## EXERCISE DETAILS
Print every line below without adding or leaving out a single word.

## DATA TO PROCESS
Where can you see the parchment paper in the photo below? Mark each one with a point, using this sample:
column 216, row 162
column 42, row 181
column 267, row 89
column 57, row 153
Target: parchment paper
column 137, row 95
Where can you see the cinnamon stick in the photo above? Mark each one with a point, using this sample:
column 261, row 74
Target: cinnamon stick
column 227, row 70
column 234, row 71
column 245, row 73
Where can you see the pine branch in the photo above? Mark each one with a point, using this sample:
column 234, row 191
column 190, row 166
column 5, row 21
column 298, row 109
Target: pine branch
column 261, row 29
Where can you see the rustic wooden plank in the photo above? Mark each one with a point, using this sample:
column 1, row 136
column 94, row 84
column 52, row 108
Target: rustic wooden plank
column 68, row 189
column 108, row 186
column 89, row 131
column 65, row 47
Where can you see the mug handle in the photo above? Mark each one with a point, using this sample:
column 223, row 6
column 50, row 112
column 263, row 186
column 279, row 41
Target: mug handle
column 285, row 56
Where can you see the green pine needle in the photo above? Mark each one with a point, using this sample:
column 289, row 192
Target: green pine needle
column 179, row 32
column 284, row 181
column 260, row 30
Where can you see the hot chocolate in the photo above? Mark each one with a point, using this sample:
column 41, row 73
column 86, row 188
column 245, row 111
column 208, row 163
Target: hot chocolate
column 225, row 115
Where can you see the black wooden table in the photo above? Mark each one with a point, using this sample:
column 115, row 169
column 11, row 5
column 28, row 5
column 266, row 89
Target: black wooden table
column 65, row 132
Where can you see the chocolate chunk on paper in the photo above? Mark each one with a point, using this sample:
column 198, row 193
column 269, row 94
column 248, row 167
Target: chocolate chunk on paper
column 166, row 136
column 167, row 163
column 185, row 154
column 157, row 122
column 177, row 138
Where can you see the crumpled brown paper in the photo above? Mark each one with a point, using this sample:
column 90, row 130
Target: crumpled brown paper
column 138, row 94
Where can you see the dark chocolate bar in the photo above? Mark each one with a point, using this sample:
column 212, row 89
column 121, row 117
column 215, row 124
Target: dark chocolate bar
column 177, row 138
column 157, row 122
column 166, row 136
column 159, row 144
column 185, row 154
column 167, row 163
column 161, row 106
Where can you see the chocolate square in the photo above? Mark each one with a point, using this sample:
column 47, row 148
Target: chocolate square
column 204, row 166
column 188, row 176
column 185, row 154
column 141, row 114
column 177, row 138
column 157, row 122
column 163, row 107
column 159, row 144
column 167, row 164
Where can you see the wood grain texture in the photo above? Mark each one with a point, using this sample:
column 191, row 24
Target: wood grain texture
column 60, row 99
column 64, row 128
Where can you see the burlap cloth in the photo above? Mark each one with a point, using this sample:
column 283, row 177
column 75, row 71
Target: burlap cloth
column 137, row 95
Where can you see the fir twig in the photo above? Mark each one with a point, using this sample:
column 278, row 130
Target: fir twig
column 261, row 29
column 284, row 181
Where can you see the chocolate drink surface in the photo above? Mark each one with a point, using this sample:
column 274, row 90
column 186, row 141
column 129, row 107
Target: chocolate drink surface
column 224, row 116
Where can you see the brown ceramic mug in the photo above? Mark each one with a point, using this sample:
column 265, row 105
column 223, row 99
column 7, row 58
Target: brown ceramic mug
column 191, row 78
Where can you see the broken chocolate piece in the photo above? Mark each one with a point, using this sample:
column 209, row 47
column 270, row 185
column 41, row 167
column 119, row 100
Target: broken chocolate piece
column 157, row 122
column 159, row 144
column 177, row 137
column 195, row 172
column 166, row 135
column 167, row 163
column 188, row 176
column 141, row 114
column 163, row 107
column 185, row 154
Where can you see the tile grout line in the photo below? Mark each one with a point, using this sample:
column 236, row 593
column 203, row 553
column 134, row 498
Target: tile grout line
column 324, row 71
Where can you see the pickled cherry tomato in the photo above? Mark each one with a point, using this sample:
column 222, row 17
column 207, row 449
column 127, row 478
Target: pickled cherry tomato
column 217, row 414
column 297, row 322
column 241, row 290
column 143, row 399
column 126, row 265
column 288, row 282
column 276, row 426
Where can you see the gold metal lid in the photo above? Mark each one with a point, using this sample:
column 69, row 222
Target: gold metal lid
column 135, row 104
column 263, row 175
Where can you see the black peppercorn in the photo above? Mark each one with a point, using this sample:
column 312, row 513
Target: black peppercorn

## WRITTEN SOLUTION
Where can you see the parchment paper in the photo below? Mark each one with a point, using this sample:
column 216, row 162
column 42, row 181
column 267, row 89
column 57, row 153
Target: parchment paper
column 137, row 95
Where can you see the cinnamon stick in the photo above? Mark each one with a point, using this sample:
column 261, row 74
Target: cinnamon stick
column 227, row 70
column 234, row 71
column 245, row 73
Where can you see the pine branch in the photo above? Mark each one with a point, using this sample:
column 234, row 191
column 190, row 166
column 5, row 21
column 298, row 109
Target: pine branch
column 261, row 29
Where can you see the rustic wooden plank in the photo above? Mark each one with a point, using this sample:
column 1, row 136
column 94, row 84
column 52, row 108
Target: rustic wooden plank
column 68, row 189
column 108, row 186
column 89, row 131
column 65, row 47
Where can you see the mug handle in the photo above? Mark each one with a point, using this sample:
column 223, row 6
column 50, row 112
column 263, row 186
column 279, row 41
Target: mug handle
column 285, row 56
Where can you see the green pine needle in the photo above? Mark each one with a point, using this sample:
column 289, row 192
Target: green pine needle
column 179, row 32
column 284, row 181
column 260, row 30
Where can you see the hot chocolate in the photo above? Mark each one with a point, using this sample:
column 41, row 73
column 86, row 188
column 245, row 111
column 208, row 163
Target: hot chocolate
column 225, row 115
Where can you see the black wooden table in the photo above? Mark each one with a point, using this sample:
column 115, row 169
column 11, row 5
column 28, row 5
column 266, row 89
Target: black wooden table
column 65, row 132
Where can you see the chocolate chunk on paper in the photo above? Mark each one with a point, using this sample:
column 198, row 193
column 269, row 94
column 248, row 167
Target: chocolate chunk on paper
column 166, row 136
column 167, row 163
column 185, row 154
column 157, row 122
column 177, row 138
Where can you see the crumpled brown paper in the photo above? Mark each one with a point, using this sample:
column 90, row 130
Target: crumpled brown paper
column 138, row 94
Where can you see the dark chocolate bar in the photo above? Mark each one with a point, using this sample:
column 212, row 89
column 121, row 117
column 215, row 124
Target: dark chocolate bar
column 177, row 138
column 157, row 122
column 166, row 136
column 159, row 144
column 185, row 154
column 167, row 163
column 161, row 106
Where can you see the chocolate square in the photo above? Mark each one with a point, using this sample:
column 47, row 148
Target: chocolate square
column 204, row 166
column 188, row 176
column 185, row 154
column 141, row 114
column 177, row 138
column 157, row 122
column 163, row 107
column 159, row 144
column 167, row 164
Where can you see the wood grain texture in the photo above? Mark each one with a point, using this sample:
column 191, row 24
Target: wood grain texture
column 60, row 99
column 64, row 128
Where can you see the burlap cloth in the photo above? Mark each one with a point, using this sample:
column 283, row 177
column 75, row 71
Target: burlap cloth
column 137, row 95
Where can you see the fir twig in the photo above? Mark each one with a point, using this sample:
column 278, row 130
Target: fir twig
column 261, row 29
column 284, row 181
Where can you see the chocolate drink surface in the photo above? Mark each one with a point, using this sample:
column 274, row 90
column 186, row 141
column 129, row 107
Target: chocolate drink surface
column 224, row 116
Where can you see the brown ceramic mug in the photo above? Mark each one with a point, using this sample:
column 265, row 105
column 223, row 99
column 7, row 58
Target: brown ceramic mug
column 191, row 78
Where can you see the broken chocolate piece in the photo above? Mark each one with a point, using this sample:
column 209, row 47
column 270, row 185
column 41, row 167
column 119, row 100
Target: broken chocolate piece
column 157, row 122
column 159, row 144
column 177, row 137
column 195, row 172
column 166, row 135
column 167, row 163
column 188, row 176
column 141, row 114
column 163, row 107
column 185, row 154
Where can you see the tile grout line in the photo below? Mark each one with a point, using this sample:
column 236, row 593
column 203, row 553
column 134, row 498
Target: tile grout line
column 324, row 71
Where can you see the pickled cherry tomato in the photo above? Mark each one with a point, using this sample:
column 222, row 17
column 207, row 449
column 127, row 478
Target: pickled cherry tomato
column 217, row 414
column 297, row 322
column 241, row 290
column 143, row 399
column 126, row 265
column 288, row 282
column 276, row 426
Where can you see the gold metal lid in the photo above? Mark each one with a point, using this sample:
column 69, row 222
Target: gold metal lid
column 135, row 104
column 263, row 175
Where can you see the black peppercorn in the photo above? Mark each one with a point, using this sample:
column 312, row 513
Target: black peppercorn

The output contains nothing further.